> [WHAT IS BEING ASKED]: Set down exactly the lines from the one containing "such as [931,299]." through the end of the records below, both included, and nothing else.

(Stored data entries)
================================

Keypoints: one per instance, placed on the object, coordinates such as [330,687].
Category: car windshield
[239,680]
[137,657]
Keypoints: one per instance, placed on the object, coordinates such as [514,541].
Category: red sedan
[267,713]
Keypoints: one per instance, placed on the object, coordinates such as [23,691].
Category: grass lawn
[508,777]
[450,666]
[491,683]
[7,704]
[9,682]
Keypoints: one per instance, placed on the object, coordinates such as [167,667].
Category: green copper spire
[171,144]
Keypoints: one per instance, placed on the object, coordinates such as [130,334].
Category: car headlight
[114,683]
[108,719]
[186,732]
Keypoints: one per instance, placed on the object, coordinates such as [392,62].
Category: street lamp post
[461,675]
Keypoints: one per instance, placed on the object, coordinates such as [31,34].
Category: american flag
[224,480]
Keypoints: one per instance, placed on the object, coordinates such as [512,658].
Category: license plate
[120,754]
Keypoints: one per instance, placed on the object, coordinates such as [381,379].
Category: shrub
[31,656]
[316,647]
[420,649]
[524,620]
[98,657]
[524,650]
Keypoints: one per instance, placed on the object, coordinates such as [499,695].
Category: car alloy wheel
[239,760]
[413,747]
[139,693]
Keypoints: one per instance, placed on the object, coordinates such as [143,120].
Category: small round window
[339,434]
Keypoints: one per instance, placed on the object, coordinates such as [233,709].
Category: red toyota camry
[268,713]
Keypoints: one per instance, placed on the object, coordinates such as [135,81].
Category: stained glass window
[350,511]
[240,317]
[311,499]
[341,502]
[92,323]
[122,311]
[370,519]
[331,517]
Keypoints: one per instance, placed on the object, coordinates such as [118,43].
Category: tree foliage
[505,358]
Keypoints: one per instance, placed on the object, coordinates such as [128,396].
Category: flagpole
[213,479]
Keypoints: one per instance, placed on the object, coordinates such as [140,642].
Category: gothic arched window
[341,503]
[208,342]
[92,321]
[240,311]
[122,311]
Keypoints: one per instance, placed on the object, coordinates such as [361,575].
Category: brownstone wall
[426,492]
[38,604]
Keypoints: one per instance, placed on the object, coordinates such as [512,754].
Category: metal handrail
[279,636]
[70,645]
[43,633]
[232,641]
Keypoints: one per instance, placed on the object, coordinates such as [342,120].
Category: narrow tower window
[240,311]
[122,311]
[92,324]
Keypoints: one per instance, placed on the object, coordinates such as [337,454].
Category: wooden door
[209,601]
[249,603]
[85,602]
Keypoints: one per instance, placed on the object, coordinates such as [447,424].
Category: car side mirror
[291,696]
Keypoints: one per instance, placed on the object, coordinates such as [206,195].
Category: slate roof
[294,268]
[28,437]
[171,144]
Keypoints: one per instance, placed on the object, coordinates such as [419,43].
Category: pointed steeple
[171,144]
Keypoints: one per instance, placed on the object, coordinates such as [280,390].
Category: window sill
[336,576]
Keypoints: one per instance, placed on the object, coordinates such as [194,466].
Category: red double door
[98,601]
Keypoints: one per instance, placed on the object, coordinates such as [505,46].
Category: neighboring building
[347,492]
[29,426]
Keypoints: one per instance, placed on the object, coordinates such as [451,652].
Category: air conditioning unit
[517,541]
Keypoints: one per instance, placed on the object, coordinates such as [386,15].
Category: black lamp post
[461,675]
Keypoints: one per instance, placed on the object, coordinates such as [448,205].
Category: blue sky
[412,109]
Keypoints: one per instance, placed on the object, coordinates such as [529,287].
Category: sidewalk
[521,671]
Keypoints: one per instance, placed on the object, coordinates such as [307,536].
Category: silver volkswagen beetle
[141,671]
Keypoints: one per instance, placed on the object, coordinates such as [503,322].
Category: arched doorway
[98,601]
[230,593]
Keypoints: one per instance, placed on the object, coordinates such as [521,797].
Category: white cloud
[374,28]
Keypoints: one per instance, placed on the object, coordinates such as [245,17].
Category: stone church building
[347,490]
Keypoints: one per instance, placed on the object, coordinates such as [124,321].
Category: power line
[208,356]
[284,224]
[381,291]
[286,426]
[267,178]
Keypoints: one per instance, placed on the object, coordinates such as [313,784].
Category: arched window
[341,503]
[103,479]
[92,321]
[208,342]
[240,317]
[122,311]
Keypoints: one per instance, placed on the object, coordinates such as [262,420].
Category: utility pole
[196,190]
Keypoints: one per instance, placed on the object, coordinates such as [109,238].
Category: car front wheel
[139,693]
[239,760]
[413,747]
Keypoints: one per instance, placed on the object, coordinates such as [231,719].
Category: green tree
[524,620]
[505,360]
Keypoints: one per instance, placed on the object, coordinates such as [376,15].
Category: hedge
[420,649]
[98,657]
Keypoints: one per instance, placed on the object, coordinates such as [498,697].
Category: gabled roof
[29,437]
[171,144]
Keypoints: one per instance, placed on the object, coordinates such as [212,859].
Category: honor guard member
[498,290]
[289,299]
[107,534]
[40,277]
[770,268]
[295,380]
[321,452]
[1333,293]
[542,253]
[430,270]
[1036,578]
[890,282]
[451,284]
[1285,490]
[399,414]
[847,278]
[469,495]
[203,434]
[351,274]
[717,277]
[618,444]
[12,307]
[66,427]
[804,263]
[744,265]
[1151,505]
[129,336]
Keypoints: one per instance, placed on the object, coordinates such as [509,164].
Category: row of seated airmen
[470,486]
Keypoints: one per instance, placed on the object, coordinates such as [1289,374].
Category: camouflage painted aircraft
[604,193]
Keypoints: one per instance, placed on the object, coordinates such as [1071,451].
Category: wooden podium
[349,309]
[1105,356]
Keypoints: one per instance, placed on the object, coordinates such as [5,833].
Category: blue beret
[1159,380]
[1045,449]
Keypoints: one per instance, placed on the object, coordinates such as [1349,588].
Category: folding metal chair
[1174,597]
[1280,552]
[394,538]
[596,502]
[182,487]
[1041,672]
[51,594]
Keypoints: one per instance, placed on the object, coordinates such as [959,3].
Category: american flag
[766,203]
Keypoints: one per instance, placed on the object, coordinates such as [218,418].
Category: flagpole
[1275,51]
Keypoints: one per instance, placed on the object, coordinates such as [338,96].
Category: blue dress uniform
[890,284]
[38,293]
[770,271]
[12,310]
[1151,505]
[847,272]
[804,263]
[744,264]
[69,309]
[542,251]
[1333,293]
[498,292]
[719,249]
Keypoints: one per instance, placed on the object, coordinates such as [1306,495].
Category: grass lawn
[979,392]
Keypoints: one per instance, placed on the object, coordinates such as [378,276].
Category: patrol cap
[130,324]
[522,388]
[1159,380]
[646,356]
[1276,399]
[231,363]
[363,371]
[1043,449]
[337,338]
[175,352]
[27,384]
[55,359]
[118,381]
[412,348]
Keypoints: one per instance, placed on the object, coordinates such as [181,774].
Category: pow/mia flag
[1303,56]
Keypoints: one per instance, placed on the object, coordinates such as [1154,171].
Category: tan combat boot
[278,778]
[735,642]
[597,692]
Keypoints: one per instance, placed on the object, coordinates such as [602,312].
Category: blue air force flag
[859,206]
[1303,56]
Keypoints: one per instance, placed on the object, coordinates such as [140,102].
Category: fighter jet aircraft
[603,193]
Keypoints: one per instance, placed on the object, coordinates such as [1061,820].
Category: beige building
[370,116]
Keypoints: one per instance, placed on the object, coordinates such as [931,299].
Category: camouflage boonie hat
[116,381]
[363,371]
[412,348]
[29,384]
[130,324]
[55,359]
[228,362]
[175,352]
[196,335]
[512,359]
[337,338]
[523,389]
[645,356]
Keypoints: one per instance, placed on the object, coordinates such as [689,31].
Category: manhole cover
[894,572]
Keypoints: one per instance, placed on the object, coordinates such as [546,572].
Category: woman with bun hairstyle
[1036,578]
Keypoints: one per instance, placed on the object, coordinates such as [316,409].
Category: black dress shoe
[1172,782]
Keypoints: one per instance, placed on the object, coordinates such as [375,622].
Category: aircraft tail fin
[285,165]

================================

> [PROBLEM SOLUTION]:
Keypoints: one per instance, placed on the object, coordinates such as [931,299].
Category: camouflage boonie hat
[116,381]
[363,371]
[412,348]
[29,384]
[130,324]
[55,359]
[228,362]
[175,352]
[196,335]
[512,359]
[337,338]
[523,389]
[645,356]
Keypoints: one per instance, placed on the object, coordinates such as [689,31].
Category: manhole cover
[894,572]
Keypoints: one per instance, placed on the object, coordinates such as [546,572].
Category: woman with bun hairstyle
[1036,578]
Keypoints: one per instance, placed on the object, coordinates such as [316,409].
Category: black dress shoe
[1172,782]
Keypoints: one per instance, placed on the object, coordinates such as [375,622].
Category: aircraft tail fin
[285,165]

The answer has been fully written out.